> Task description
Substitute "enclosing rectangle" for every occurrence of "bounding box" in the listing below, and reproduce everything else unchanged.

> Records provided
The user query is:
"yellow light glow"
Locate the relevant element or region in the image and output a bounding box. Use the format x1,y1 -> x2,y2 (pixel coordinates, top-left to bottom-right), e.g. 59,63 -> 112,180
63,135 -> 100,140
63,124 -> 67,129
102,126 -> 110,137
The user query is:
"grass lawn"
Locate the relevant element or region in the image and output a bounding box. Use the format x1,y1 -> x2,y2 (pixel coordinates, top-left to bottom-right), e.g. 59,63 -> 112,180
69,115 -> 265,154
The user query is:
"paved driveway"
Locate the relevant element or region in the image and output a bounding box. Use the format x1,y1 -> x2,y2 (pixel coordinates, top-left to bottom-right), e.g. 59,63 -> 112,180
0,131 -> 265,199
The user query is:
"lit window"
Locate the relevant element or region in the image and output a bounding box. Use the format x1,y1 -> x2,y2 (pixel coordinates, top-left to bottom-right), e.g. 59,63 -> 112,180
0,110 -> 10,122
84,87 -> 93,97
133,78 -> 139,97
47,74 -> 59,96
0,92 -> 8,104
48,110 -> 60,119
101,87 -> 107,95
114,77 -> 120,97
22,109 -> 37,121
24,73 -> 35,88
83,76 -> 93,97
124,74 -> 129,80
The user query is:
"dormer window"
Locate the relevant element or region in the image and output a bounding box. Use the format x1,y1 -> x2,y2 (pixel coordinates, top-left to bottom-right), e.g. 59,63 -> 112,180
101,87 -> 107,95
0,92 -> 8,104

> Complete response
The user query is:
"yellow light glow"
Locate the relevant element or region in the image and output a enclosing rectangle. Use the format x1,y1 -> x2,y2 (pixel coordinates, top-left to bottom-right), e.g. 59,63 -> 112,180
63,135 -> 100,140
63,124 -> 67,129
102,126 -> 110,137
The user query is:
"grass lawn"
Locate the relevant element or region in the image and output a enclosing rectangle. Use the format x1,y1 -> x2,y2 (pixel coordinates, top-left to bottom-right), e.g. 59,63 -> 112,180
69,115 -> 265,154
The user query is:
"paved driveway"
Locate the relevant element or region in the image and output a enclosing rectangle. Use the format x1,y1 -> x2,y2 (pixel coordinates, top-left to bottom-right), e.g. 59,63 -> 112,180
0,131 -> 265,199
The user query is:
"lit window"
Locate the relevant element or region in the image and output a enclosing rectangle. Use the format x1,y1 -> x2,y2 (pixel coordinates, top-left to bottom-right), e.g. 59,63 -> 112,180
0,110 -> 10,122
84,87 -> 93,97
133,78 -> 139,97
47,74 -> 59,96
0,92 -> 8,104
48,110 -> 60,119
101,87 -> 107,95
114,77 -> 120,97
22,109 -> 37,121
24,73 -> 35,88
83,76 -> 93,97
124,74 -> 129,80
The user query is:
"dormer window"
Locate the relevant element or region in the image and output a enclosing rectangle. Use the format x1,y1 -> x2,y2 (pixel coordinates, top-left to bottom-right), e.g. 59,63 -> 112,180
101,87 -> 107,95
0,92 -> 8,104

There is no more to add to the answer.